**Directions**
Write the records below out again exactly as given, with no images.

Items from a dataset
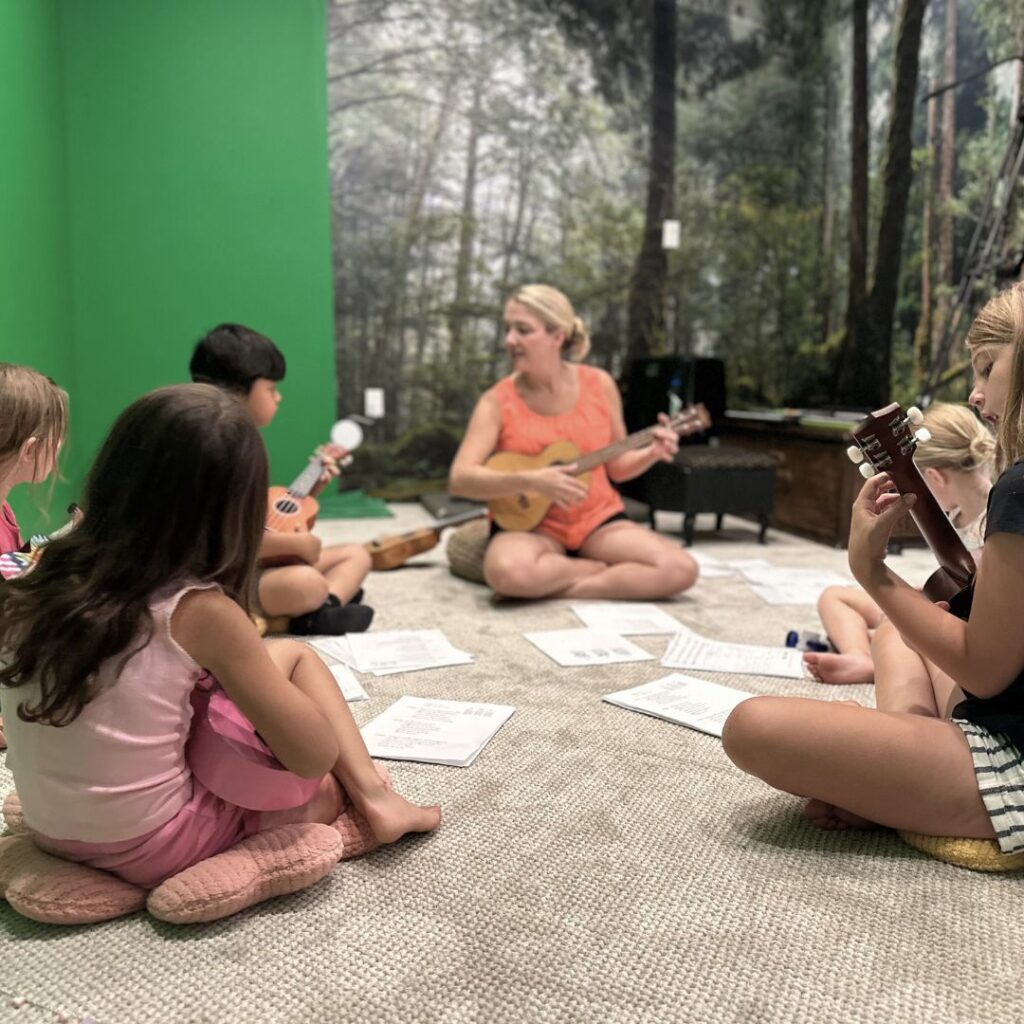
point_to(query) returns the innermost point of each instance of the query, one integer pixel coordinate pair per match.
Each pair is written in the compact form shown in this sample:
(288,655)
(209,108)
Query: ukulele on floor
(525,510)
(886,441)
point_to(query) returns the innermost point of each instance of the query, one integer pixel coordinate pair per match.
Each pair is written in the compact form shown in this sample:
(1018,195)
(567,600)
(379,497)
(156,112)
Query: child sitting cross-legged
(321,590)
(105,645)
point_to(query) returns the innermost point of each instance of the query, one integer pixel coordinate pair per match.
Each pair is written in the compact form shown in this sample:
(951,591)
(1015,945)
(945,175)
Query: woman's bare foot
(840,668)
(834,818)
(391,816)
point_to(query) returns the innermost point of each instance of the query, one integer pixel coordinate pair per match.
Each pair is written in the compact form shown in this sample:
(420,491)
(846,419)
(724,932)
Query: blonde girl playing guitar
(585,547)
(911,764)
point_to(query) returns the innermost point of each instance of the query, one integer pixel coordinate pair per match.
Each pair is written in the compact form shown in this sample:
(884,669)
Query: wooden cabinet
(816,482)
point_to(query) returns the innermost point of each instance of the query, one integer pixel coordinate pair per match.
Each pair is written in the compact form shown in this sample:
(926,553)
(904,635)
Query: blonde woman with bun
(956,463)
(585,547)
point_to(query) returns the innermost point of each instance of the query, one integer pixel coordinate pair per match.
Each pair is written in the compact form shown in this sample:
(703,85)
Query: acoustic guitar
(392,552)
(525,510)
(886,441)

**Answer for this exercise**
point_to(query) returns the innermost point of each instance of the query, one integer pixel coordinate pair per match.
Each pair is written in the compact form shown in this sample:
(288,655)
(209,108)
Query: ukulele on floor
(525,510)
(886,441)
point_to(query) returns the innermost point of each instance of the query, one integer pixel coordinate pair per match.
Each pair is written in the compact form shown in this sample:
(1018,195)
(567,600)
(379,497)
(156,112)
Query: child sitting cross-legged
(321,590)
(105,645)
point_to(query) returns the innermost point of each instance of the query, one integer pixel coordinate pair per match.
Each pair is written in the compact form shown in this sample:
(951,591)
(1015,945)
(945,175)
Query: woman's bare foot
(840,668)
(834,818)
(391,816)
point_to(query) returns the innermost point of each instance of the query, one integer pixel coordinate pair per match.
Each pair is written in the compact form shown in this sample:
(420,491)
(846,419)
(724,932)
Query: blonde girl playing guitar
(585,547)
(911,764)
point_to(query) returns the innermost point of each instance of the query, one integer pixel coordinate pair per match.
Each pair is written in the compact form shown in this sample:
(884,669)
Query: wooden cabinet
(816,482)
point_to(query) returns the innermost point of each instance of the query, one integer pixel coordinate pair per match.
Each pair is written in the compact form shown in this sample:
(926,553)
(904,635)
Query: blonde woman with bun
(956,463)
(585,547)
point_to(query) returns the innermost point of each instance of the query, one integer pixel coordinate pair per match.
Each pair is written in the compact form shown in this sample:
(703,85)
Query: acoustic guitar
(392,552)
(525,510)
(886,441)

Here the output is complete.